## Page text
Hillary Clinton carried Illinois, swept through three other states, and kept Bernie Sanders at bay in a too-close-to-call race in Missouri. But Chicago Mayor Rahm Emanuel, who endorsed Clinton, cannot revel in the presumptive Democratic nominee's home state victory anytime soon. Instead, he will face questions about the blowout defeat of the incumbent Cook County State's Attorney Anita Alvarez. The county prosecutor and ally of the mayor became the target of Chicagoans' fury after a video of the death of Laquan McDonald, a black teenager shot 16 times by a Chicago police officer, was released to the public late last year, more than a year after the shooting occurred.
The state's attorney race turned into a referendum on Emanuel himself, exposing the political vulnerabilities of a man who was once a key Democratic Party operative. Alvarez lost to challenger Kim Foxx in the Democratic primary by nearly 20 percentage points. Voters did not take kindly to the mayor's defense of Alvarez, who charged the officer with murder only after the local outrage attracted national attention. After he was forced to comply with a Freedom of Information Act request for footage of McDonald's death residents accused Alvarez and Emanuel of a cover-up. In the months following the video's release, the city's police superintendent stepped down and a series of protests calling for Alvarez's and Emanuel's resignations engulfed the city.

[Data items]
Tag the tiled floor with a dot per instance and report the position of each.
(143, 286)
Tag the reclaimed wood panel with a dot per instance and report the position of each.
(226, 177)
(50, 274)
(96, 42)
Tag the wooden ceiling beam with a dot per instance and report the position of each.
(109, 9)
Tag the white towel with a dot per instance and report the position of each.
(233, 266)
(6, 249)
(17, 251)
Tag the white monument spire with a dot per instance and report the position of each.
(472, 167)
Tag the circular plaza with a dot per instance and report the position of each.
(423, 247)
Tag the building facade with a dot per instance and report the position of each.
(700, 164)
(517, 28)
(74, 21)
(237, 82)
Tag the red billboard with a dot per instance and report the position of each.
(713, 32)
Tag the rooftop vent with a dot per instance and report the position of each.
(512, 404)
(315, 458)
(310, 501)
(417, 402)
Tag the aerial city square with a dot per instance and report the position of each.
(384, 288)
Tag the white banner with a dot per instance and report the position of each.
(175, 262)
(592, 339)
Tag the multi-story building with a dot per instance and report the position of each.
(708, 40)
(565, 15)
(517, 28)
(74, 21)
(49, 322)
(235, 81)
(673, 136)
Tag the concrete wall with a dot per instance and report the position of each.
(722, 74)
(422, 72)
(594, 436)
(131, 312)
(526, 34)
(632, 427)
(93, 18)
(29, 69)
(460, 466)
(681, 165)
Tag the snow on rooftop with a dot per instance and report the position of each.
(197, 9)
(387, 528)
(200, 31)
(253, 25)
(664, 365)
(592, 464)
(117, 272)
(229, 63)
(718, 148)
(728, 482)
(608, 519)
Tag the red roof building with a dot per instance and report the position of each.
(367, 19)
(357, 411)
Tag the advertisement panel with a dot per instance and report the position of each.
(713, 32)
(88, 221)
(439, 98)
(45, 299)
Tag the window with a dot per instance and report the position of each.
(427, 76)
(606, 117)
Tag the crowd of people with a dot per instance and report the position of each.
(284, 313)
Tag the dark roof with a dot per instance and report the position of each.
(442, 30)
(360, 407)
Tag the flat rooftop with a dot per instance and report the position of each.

## Task instructions
1. Answer these questions using the article on the Cook County state's attorney race:
(a) How many times was Laquan McDonald shot?
(b) Who beat Anita Alvarez in the Democratic primary, and by roughly what margin?
(c) Which city official stepped down in the months after the video was released?
2. Pick up the article on the Cook County state's attorney race and continue it from its last sentence.

## Set of answers
1.
(a) 16 times.
(b) Kim Foxx, by nearly 20 percentage points.
(c) The city's police superintendent.

2.
Sanders seized on this political turmoil to close Tuesday's gap to two points in a state where Clinton led by a two-to-one margin as recently as last week. In a series of relentless attacks on the mayor, Sanders made clear that Clinton's former surrogate's brand was toxic. "Hillary Clinton proudly lists Mayor Rahm Emanuel as one of her leading mayoral endorsers," Sanders told reporters at a news conference in the city. "Well, let me be as clear as I can be: Based on his disastrous record as mayor of the city of Chicago, I do not want Mayor Emanuel's endorsement if I win the Democratic nomination."
That aggressive strategy worked: Barack Obama's first chief of staff and a former senior advisor to Bill Clinton (who was even rumored to be a potential running mate for Hillary) couldn't even get face time with the Democratic frontrunner when she campaigned in the city.
Sanders's attacks were part of a shrewd strategy to score points with the city's African American voters, after the mayor's February approval ratings dropped to 20 percent among blacks. Sanders has struggled with black voters, especially in Southern states where he has experienced deep losses.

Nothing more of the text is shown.